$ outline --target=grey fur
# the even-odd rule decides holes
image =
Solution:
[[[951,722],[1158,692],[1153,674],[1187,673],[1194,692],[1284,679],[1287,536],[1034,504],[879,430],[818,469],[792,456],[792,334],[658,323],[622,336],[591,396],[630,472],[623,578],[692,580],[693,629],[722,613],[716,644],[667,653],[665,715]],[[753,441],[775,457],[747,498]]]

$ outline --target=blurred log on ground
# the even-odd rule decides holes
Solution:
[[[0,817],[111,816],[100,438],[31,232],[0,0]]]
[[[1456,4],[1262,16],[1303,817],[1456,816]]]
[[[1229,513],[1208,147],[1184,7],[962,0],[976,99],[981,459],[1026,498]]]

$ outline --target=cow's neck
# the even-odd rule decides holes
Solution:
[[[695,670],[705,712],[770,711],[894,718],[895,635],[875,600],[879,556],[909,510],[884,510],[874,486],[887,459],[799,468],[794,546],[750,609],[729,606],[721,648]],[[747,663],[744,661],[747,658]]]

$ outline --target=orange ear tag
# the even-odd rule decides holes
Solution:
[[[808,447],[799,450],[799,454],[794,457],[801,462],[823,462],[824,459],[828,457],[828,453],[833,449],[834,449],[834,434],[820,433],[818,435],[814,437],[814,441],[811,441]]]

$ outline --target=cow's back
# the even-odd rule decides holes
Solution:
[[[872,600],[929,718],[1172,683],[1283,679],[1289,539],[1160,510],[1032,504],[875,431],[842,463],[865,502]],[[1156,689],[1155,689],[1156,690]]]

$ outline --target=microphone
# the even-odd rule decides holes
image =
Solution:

* * * * * * *

Consigne ▸
Recopiez les entrées situées entre la ligne qui contient « --target=orange ear tag » et la fin des entrées, bornes incluses. Remplacez « cow's back » par « cow's rump » et laissez tout le reste tel quel.

Réponse ▸
$ outline --target=orange ear tag
# the even-odd rule decides holes
Solution:
[[[808,447],[799,450],[799,454],[794,457],[801,462],[823,462],[824,459],[828,457],[828,453],[833,449],[834,449],[834,434],[820,433],[818,435],[814,437],[814,441],[811,441]]]

$ outline --target=cow's rump
# the even-odd rule decides holes
Solution:
[[[872,600],[929,718],[1172,683],[1283,679],[1289,539],[1160,510],[1032,504],[875,431],[842,463],[865,502]],[[1156,689],[1155,689],[1156,690]]]

$ outline --target=microphone
# the even-odd rule decides holes
image =
Solution:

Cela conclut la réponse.